§ Problem statement
Could you rewrite the rows below, replacing "tight" with "close-fitting" wherever it occurs and leaving everything else unchanged?

§ Task material
========================================================================
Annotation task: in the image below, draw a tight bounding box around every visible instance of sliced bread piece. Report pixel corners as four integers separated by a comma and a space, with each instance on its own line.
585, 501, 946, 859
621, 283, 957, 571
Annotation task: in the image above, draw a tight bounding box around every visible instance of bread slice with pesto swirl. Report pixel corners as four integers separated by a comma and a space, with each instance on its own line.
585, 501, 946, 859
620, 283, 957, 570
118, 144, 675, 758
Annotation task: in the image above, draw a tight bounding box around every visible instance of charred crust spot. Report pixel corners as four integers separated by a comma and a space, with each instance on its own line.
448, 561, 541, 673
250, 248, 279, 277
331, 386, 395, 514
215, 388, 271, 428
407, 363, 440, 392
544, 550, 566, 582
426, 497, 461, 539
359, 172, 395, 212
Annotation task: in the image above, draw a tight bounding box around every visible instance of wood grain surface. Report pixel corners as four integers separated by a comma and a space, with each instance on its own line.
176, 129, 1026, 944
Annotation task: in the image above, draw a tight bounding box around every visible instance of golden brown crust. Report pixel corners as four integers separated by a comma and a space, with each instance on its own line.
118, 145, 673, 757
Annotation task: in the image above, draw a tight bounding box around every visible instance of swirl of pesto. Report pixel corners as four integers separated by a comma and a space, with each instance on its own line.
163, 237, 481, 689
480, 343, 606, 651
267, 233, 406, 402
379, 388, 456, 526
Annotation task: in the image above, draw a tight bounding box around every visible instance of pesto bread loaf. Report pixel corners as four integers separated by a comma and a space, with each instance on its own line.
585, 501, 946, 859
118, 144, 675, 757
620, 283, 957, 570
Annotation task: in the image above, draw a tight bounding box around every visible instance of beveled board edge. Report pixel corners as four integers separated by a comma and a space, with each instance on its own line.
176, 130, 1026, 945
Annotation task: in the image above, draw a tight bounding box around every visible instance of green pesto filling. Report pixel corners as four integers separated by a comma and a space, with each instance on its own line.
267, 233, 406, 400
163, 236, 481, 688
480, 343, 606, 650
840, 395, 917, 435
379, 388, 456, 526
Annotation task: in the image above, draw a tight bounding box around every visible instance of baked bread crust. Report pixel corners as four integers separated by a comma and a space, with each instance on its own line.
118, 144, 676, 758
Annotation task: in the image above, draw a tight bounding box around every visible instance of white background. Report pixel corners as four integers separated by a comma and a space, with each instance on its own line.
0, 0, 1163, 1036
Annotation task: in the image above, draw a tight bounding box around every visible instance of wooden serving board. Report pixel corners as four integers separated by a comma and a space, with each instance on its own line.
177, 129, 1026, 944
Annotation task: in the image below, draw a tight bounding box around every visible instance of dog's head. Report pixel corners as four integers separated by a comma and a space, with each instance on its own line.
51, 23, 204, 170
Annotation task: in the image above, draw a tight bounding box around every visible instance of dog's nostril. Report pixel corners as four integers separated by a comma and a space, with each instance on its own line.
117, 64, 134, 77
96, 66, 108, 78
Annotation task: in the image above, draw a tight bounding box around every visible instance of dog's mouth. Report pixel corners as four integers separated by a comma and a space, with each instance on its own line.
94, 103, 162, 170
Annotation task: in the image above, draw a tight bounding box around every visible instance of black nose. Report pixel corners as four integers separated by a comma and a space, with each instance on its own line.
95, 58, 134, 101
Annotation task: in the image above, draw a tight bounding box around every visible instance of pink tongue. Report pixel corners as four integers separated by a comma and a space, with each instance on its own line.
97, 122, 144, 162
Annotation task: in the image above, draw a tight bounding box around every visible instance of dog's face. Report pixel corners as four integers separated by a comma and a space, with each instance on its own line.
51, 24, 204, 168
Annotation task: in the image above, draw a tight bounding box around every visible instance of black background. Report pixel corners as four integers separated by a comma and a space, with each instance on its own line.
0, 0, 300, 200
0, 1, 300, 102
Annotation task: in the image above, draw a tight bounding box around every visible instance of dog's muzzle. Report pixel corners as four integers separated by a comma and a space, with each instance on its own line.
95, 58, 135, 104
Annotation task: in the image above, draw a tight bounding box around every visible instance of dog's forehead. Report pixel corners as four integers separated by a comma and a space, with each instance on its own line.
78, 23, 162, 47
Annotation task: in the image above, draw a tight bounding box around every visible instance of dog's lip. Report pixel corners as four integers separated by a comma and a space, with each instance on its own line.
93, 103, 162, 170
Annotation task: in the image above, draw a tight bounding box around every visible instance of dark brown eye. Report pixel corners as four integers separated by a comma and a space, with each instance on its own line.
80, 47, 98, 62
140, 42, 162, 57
========================================================================
§ Exercise output
Annotation task: in the image below, draw a close-fitting bounding box around every visible instance of sliced bread piece. Report pixel corners as four integers separated by a comma and a space, with each instance on its own line.
585, 501, 946, 859
621, 283, 957, 571
Annotation task: in the image above, draw a close-fitting bounding box around every visible instance of bread slice with pesto swirl. Report pixel corners as four integers separated by a comma and a space, with each instance on its own line.
585, 501, 946, 859
620, 283, 957, 570
118, 144, 675, 758
Annotation task: in the image above, draw a close-fitting bounding box around every visible instance of charred crust spot. Report pixel corners as four integers separated by a comma and a space, with each instance on its own line.
448, 561, 541, 673
250, 248, 279, 277
331, 386, 395, 514
215, 388, 271, 428
407, 363, 440, 392
544, 550, 566, 582
426, 497, 461, 539
359, 172, 395, 212
Annotation task: in the image above, draw a close-fitting bounding box around every visible instance of wood grain surface. Report pixel corners as four integers separated by a comma and a space, with each instance on its own line.
176, 129, 1026, 944
Annotation task: in the image above, draw a close-fitting bounding box around every visible instance of golden brown crust. Report pixel corners as four integers separated by a comma and a space, with each instance on its own line.
118, 145, 673, 757
Annotation task: in the image above, draw a close-fitting bounding box around every visible instance of swirl of pesto. Report pixel corners as four integers separated by a comma and a space, with each instance on its own line.
163, 237, 481, 689
480, 343, 606, 651
267, 233, 406, 402
379, 388, 456, 526
Annotation task: in the image above, draw a close-fitting bounding box around every visible instance of pesto bread loaf. Report pixel corners as four integers separated by a comma and a space, with each instance on its own line.
585, 501, 946, 859
118, 144, 675, 757
620, 283, 957, 570
Annotation task: in the image above, draw a close-fitting bounding box around every visible instance of beveled board edge. Report pixel corners as four integers separated by a comma and a space, with each instance on its own line.
176, 130, 1026, 945
Annotation task: in the image above, draw a close-fitting bounding box around every visible instance of green pesto filling. Report pixel corners as four integers separated by a comma and a space, with each instance on its own line.
267, 233, 406, 400
163, 236, 481, 688
480, 343, 606, 650
840, 395, 917, 435
379, 388, 456, 526
Annotation task: in the image above, draw a close-fitting bounding box around every visible instance of baked bread crust. Report pixel corners as four integers separated by a comma and a space, with each instance on its own line.
118, 144, 676, 758
Annotation task: in the image above, draw a close-fitting bounding box around every visible instance of white background. Report pixel corners as four integers separated by a comma and a space, with each instance on its own line.
0, 0, 1163, 1036
Annotation task: in the image above, draw a close-fitting bounding box around every visible instance of wooden serving board. Report pixel corners as four integers separated by a comma and a space, with each instance on its own line.
177, 129, 1026, 944
Annotation task: in the image below, draw a close-fitting bounding box around every visible instance of dog's head. Report pixel corners as four integers separated by a comma and a space, with each instance on its own line.
51, 23, 204, 170
Annotation task: in the image above, draw a close-fitting bounding box around every visible instance of dog's nostril. Report pixel corners as four integers separated by a comma and a space, with each instance on its own line.
117, 64, 134, 77
96, 66, 108, 78
Annotation task: in the image above, draw a close-fitting bounding box around every visible instance of dog's mouth. Report pixel corners as four integers separated by a comma and a space, with each instance on its own line.
94, 103, 162, 170
Annotation task: in the image above, draw a close-fitting bounding box around every visible instance of black nose. Report pixel corners as four integers separated by a comma and a space, with each instance on its own line.
95, 58, 134, 101
Annotation task: in the image above, draw a close-fitting bounding box around every visible instance of pink tongue. Report pixel corners as four integers separated by a comma and a space, with each instance on its own line.
97, 122, 144, 162
Annotation task: in the image above, draw a close-fitting bounding box around every visible instance of dog's face. Report pixel corners as four integers separated by a comma and a space, with each instance on its own line.
51, 24, 204, 168
Annotation task: in the image above, draw a close-fitting bounding box around every visible instance of black background. Report pixel corners as four integers separated by a comma and a space, with each instance on its own line.
0, 0, 300, 200
0, 1, 300, 102
Annotation task: in the image above, draw a close-fitting bounding box around every visible instance of dog's muzzle. Report pixel corners as four integers separated by a comma and a space, with each instance on its own line.
95, 58, 135, 104
Annotation task: in the image above, draw a close-fitting bounding box around every visible instance of dog's forehead. Report pixel corners as four integers separated by a comma and a space, with each instance on its own line.
78, 23, 162, 47
Annotation task: in the image above, draw a close-fitting bounding box around every visible instance of dog's lip. Report pixel corners as four integers separated by a comma and a space, with each instance on its own line.
93, 103, 162, 170
Annotation task: in the image above, draw a close-fitting bounding box around every visible instance of dark brown eye. Report pixel corners as four integers separated by a comma and a space, with each instance on its own line.
80, 47, 98, 62
140, 42, 162, 57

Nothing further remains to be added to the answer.